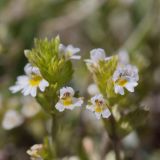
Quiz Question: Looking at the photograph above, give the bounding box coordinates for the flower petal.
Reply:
[95,112,101,120]
[65,104,75,110]
[114,85,124,95]
[73,98,83,107]
[125,83,135,92]
[60,87,75,98]
[24,63,40,75]
[55,102,65,112]
[90,48,106,62]
[9,85,22,93]
[67,45,80,55]
[30,87,37,97]
[102,108,111,118]
[22,86,32,96]
[39,79,49,92]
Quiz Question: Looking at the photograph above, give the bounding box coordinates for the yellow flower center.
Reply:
[116,78,127,86]
[95,106,102,113]
[29,75,42,86]
[61,92,73,106]
[62,97,73,106]
[95,100,103,113]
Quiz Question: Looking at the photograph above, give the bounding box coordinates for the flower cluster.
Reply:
[84,48,139,96]
[8,37,141,160]
[9,39,139,121]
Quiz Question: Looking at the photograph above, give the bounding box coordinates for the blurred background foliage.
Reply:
[0,0,160,160]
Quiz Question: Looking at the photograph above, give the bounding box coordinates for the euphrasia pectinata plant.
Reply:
[9,36,146,160]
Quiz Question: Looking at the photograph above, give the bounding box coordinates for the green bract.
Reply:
[93,55,118,98]
[25,36,73,86]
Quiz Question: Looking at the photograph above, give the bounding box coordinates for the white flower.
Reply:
[21,97,41,118]
[27,144,43,160]
[9,63,49,97]
[55,87,83,112]
[86,94,111,119]
[2,109,24,130]
[84,48,111,71]
[59,44,81,60]
[113,64,139,95]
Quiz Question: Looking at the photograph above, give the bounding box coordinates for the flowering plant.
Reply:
[9,36,147,160]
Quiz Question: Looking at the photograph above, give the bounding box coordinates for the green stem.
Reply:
[49,113,58,159]
[109,115,121,160]
[103,115,121,160]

⁂

Your answer must be the full set of entries, set down exactly and without pictures.

_Answer to this exercise_.
Quiz Question: Looking at the photograph above, give the bounding box coordinates for the flower petal.
Reply:
[95,112,101,120]
[65,104,75,110]
[114,85,124,95]
[73,98,83,107]
[125,83,135,92]
[60,87,75,98]
[24,63,40,75]
[55,102,65,112]
[90,48,106,62]
[9,85,22,93]
[67,45,80,55]
[30,87,37,97]
[102,108,111,118]
[22,86,32,96]
[39,79,49,92]
Quiz Question: Looking at the photograph above, give the bounding box coordinates for the yellow flower center.
Reply:
[116,78,127,86]
[95,106,102,113]
[29,75,42,86]
[61,92,73,106]
[62,97,73,106]
[95,100,103,113]
Quiz Question: Looking at the photograph above, give the bounding box coordinates for the flower cluster.
Reply:
[84,48,139,96]
[8,37,141,160]
[9,39,139,121]
Quiz Question: Looking at the photograph above, give the bounding box coordinates for the blurred background foliage.
Reply:
[0,0,160,160]
Quiz Question: Looking at the photograph above, give the bounding box coordinates for the euphrasia pectinata plant.
Reply:
[9,36,146,160]
Quiz Question: Looking at the photograph above, give the bounding box coordinates for the green bract.
Reply:
[93,55,118,98]
[25,36,73,86]
Quiz Question: Looking at the photograph above, give the bounding box coordinates for the white flower.
Reply:
[21,97,41,118]
[27,144,43,160]
[9,63,49,97]
[55,87,83,112]
[86,94,111,119]
[2,109,24,130]
[84,48,111,71]
[59,44,81,60]
[113,64,139,95]
Quiz Question: Looking at the photograph above, give the bounding box coordinates for the flowering plant.
Reply:
[9,36,147,160]
Quiz Question: Looking at the photograph above, give the bounding box coordinates for the green stem.
Reply:
[49,113,58,159]
[109,115,121,160]
[103,115,121,160]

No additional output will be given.